Tasks to complete ->
**A.** Reproduce a part of the SEM passage word for word, beginning at the words "In the domain" and stopping after "the method’s efficacy.".
**B.** For each statement below, say yes or no according to the SEM passage, and quote the words that decide it. (i) Matsuda's controller provides compensation that covers the system's first four natural frequencies. (ii) Park's filter sequence includes a median filter. (iii) The five shape metrics reached their lowest values under strong EMI.

Document ->
Koichi Matsuda’s team proposed an image-processing-based active vibration suppression technique [5,6]. Their method involved analyzing sample images and applying mathematical models with least-squares matching to estimate the electron probe’s pointing error. Subsequently, a digital filter controller was designed based on a transfer function model that related this error to acceleration signals. This controller drives the scanning coils to adjust the probe position in real time, providing effective compensation within the low-frequency band, including the system’s first four natural frequencies.
In the domain of image analysis, You-Jin Park et al. presented an analytical method to quantify the impact of electromagnetic interference (EMI) on semiconductor SEM image distortion [7]. Their approach applies an optimal sequence of filters (Gaussian, Scharr x, and Canny) for denoising and edge detection on EMI-affected images, followed by the extraction of five shape metrics (e.g., object area, contour perimeter). Statistical analysis showed these metrics effectively quantify distortion severity, with values highest under strong EMI and decreasing with weaker interference. The inter-group differences were statistically significant (p-value ≈ 0), confirming the method’s efficacy.

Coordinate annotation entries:
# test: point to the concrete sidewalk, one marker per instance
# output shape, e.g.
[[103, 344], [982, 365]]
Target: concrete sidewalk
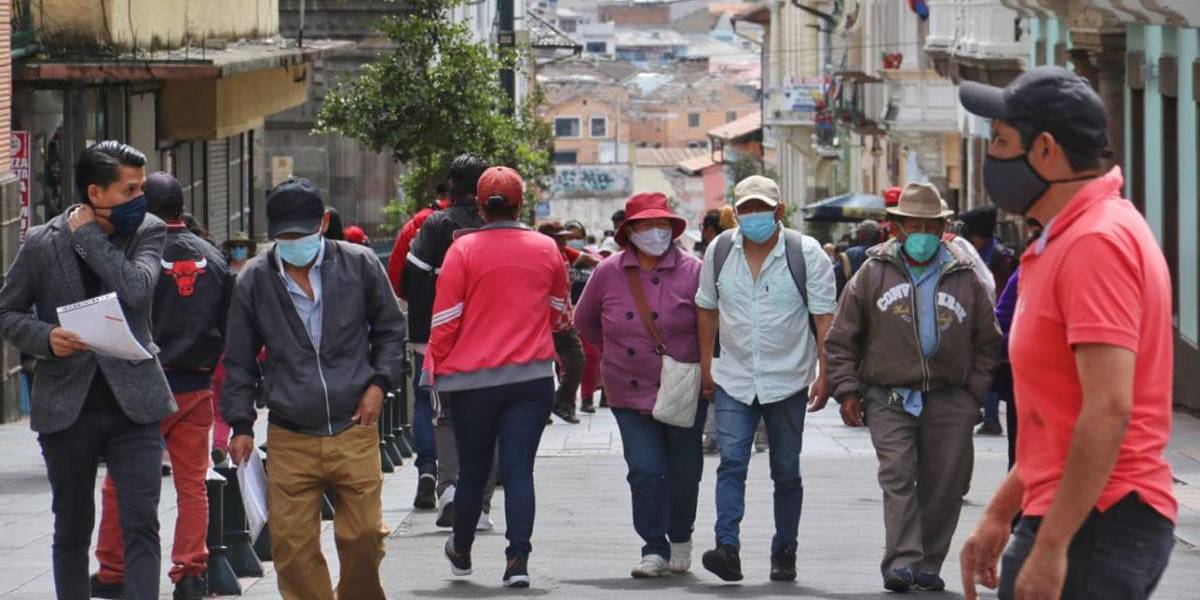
[[585, 544]]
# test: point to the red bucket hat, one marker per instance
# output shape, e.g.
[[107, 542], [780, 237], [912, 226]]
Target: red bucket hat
[[648, 205]]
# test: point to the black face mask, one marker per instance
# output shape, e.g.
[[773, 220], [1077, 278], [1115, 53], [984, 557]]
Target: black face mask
[[1013, 185]]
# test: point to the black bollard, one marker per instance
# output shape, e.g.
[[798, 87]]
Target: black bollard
[[237, 532], [222, 579], [327, 503], [384, 457], [387, 417]]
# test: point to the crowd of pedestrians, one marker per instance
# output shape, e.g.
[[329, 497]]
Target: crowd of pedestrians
[[916, 328]]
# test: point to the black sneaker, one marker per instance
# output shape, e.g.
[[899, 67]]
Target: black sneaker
[[460, 562], [107, 591], [783, 567], [990, 429], [724, 562], [929, 582], [516, 574], [899, 580], [192, 587], [567, 415], [426, 492]]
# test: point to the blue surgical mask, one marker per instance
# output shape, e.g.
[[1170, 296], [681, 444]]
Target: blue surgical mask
[[127, 217], [922, 246], [299, 252], [757, 227]]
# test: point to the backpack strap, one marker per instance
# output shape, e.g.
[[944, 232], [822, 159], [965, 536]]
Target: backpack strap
[[793, 249], [724, 244]]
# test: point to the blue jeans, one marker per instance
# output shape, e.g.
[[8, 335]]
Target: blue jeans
[[424, 432], [1120, 553], [515, 414], [665, 466], [736, 424]]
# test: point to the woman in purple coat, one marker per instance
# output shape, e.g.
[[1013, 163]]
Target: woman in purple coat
[[665, 462]]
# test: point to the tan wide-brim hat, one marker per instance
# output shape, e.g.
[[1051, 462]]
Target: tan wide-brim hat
[[921, 201]]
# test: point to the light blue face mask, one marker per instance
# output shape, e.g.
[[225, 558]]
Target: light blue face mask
[[922, 246], [757, 227], [299, 252]]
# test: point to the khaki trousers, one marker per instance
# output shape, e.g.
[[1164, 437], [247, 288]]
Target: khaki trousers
[[299, 467], [925, 466]]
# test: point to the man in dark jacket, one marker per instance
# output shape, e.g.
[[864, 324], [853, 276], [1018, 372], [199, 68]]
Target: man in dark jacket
[[979, 228], [329, 364], [189, 316], [85, 405], [420, 282], [913, 345]]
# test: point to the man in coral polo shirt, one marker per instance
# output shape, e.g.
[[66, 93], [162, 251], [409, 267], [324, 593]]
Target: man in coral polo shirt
[[1091, 352]]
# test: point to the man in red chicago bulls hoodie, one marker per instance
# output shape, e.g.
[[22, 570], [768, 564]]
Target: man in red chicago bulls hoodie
[[189, 318]]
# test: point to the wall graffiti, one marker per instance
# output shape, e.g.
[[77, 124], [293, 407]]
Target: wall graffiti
[[592, 180]]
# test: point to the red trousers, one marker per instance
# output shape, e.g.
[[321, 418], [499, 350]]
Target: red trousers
[[186, 433], [591, 372]]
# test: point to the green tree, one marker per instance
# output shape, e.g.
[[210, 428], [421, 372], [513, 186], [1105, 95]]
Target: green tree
[[436, 95]]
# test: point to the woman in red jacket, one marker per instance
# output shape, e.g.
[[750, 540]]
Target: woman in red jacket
[[491, 355]]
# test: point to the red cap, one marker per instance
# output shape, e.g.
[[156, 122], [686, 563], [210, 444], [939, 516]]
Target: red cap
[[892, 197], [648, 205], [354, 234], [501, 181]]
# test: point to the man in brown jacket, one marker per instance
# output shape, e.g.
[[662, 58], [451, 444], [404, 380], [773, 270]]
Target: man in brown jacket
[[911, 353]]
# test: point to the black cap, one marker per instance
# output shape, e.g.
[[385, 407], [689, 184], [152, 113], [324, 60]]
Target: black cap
[[165, 196], [294, 207], [1050, 99], [981, 221]]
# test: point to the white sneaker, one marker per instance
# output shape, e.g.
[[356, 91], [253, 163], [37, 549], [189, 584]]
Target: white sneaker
[[485, 523], [445, 508], [681, 557], [652, 565]]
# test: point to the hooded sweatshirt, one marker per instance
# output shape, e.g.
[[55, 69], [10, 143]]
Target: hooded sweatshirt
[[875, 340]]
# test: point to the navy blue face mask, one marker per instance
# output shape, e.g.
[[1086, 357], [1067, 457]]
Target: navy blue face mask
[[127, 217]]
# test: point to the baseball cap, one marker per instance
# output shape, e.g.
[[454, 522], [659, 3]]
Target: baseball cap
[[294, 207], [756, 187], [1050, 99], [165, 196], [501, 181]]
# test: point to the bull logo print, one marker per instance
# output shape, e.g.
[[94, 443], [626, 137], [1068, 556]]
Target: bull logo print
[[185, 274]]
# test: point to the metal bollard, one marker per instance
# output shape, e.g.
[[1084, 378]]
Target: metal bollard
[[237, 533], [222, 579], [387, 417]]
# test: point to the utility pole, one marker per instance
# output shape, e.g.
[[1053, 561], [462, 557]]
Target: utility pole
[[507, 41]]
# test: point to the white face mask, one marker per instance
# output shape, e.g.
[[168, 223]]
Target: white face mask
[[652, 241]]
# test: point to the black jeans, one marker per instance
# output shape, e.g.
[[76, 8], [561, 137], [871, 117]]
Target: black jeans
[[132, 454], [515, 415], [1117, 555]]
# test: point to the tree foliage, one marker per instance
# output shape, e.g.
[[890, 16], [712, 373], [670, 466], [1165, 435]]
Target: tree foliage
[[436, 95]]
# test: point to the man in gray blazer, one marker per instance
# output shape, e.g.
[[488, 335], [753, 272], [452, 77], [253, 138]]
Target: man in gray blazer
[[87, 406]]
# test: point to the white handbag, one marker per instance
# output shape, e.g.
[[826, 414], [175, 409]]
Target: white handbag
[[678, 396]]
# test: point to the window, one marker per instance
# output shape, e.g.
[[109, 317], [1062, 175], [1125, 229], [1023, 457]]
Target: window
[[568, 127], [1171, 195], [599, 126]]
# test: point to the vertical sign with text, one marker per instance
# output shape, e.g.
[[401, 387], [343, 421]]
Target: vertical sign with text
[[21, 162]]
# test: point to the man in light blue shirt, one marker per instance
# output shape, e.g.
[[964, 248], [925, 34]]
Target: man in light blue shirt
[[768, 365]]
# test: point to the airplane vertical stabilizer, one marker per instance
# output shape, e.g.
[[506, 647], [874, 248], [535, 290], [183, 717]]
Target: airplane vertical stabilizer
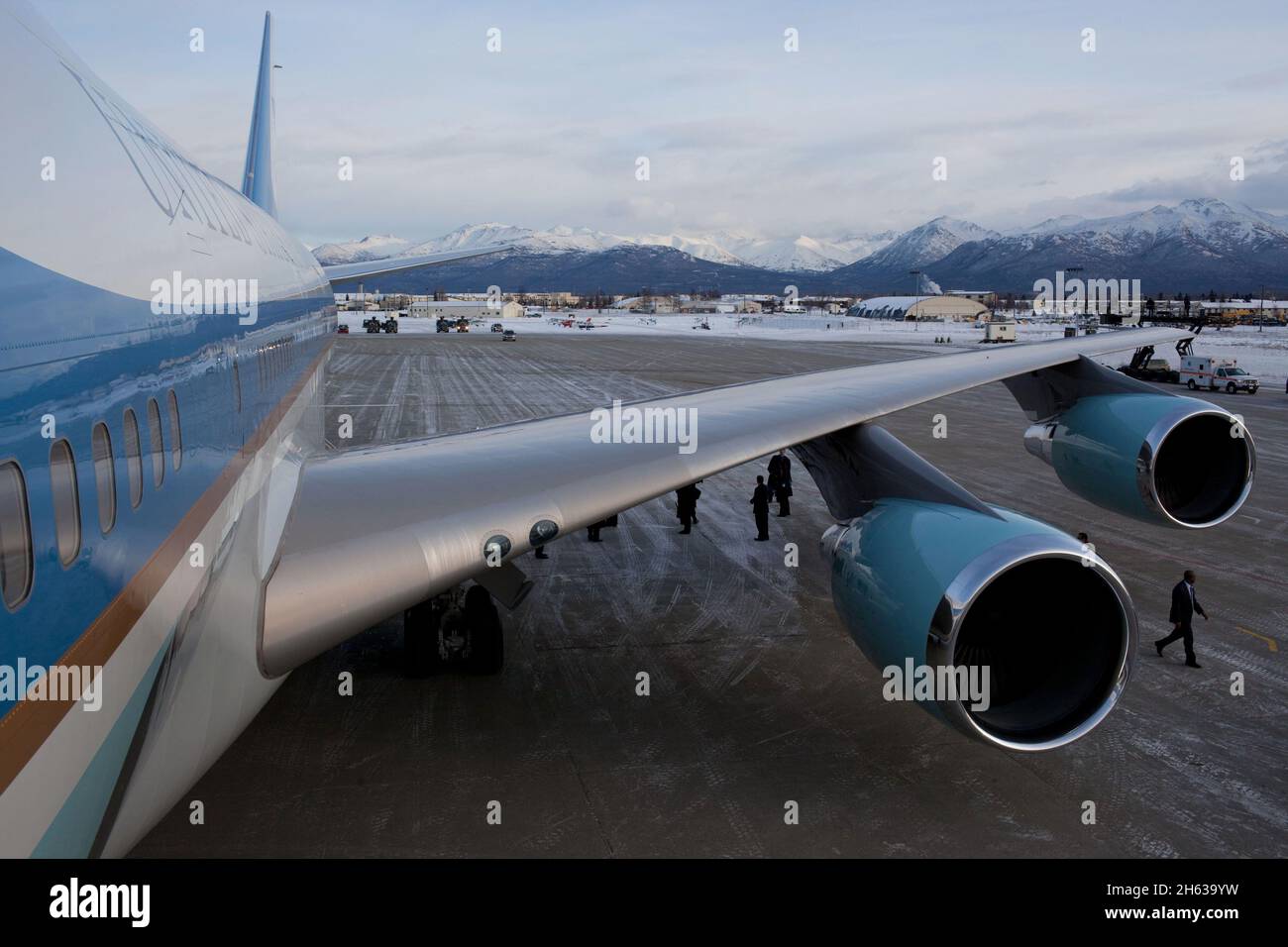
[[258, 176]]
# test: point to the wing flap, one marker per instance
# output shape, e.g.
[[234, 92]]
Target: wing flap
[[376, 530]]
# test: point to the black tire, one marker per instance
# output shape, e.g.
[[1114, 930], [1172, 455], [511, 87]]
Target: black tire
[[420, 641], [487, 639]]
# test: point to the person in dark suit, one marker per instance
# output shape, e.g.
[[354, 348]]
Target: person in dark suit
[[781, 482], [760, 509], [1184, 604], [687, 506]]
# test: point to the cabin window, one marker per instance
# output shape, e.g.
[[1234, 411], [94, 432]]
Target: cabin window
[[104, 476], [156, 446], [133, 458], [175, 433], [14, 536], [65, 493]]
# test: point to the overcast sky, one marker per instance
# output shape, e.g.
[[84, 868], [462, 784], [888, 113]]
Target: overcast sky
[[739, 134]]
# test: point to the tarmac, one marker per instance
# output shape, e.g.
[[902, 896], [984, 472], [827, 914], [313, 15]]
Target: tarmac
[[758, 696]]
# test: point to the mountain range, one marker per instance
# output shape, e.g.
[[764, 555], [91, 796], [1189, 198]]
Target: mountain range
[[1196, 247]]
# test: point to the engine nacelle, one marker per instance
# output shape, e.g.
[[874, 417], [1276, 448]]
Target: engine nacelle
[[949, 586], [1162, 459]]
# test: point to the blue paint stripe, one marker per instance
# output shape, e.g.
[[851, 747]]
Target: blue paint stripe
[[71, 834]]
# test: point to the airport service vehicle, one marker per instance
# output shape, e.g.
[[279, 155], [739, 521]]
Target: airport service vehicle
[[1151, 369], [999, 333], [1216, 373], [205, 431]]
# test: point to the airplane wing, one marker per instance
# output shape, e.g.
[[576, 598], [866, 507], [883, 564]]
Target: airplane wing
[[524, 483], [347, 272]]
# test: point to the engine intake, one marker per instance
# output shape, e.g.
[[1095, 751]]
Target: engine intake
[[1160, 459], [949, 586]]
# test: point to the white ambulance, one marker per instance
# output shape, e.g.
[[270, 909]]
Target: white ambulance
[[1216, 373]]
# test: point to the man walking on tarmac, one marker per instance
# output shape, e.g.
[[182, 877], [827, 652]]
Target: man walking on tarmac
[[781, 482], [687, 506], [760, 509], [1184, 604]]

The answers ->
**A.**
In the domain of image analysis, You-Jin Park et al. presented an analytical method to quantify the impact of electromagnetic interference (EMI) on semiconductor SEM image distortion [7]. Their approach applies an optimal sequence of filters (Gaussian, Scharr x, and Canny) for denoising and edge detection on EMI-affected images, followed by the extraction of five shape metrics (e.g., object area, contour perimeter). Statistical analysis showed these metrics effectively quantify distortion severity, with values highest under strong EMI and decreasing with weaker interference. The inter-group differences were statistically significant (p-value ≈ 0), confirming the method’s efficacy.

**B.**
(i) Yes: "providing effective compensation within the low-frequency band, including the system’s first four natural frequencies"
(ii) No: "an optimal sequence of filters (Gaussian, Scharr x, and Canny)"
(iii) No: "with values highest under strong EMI and decreasing with weaker interference"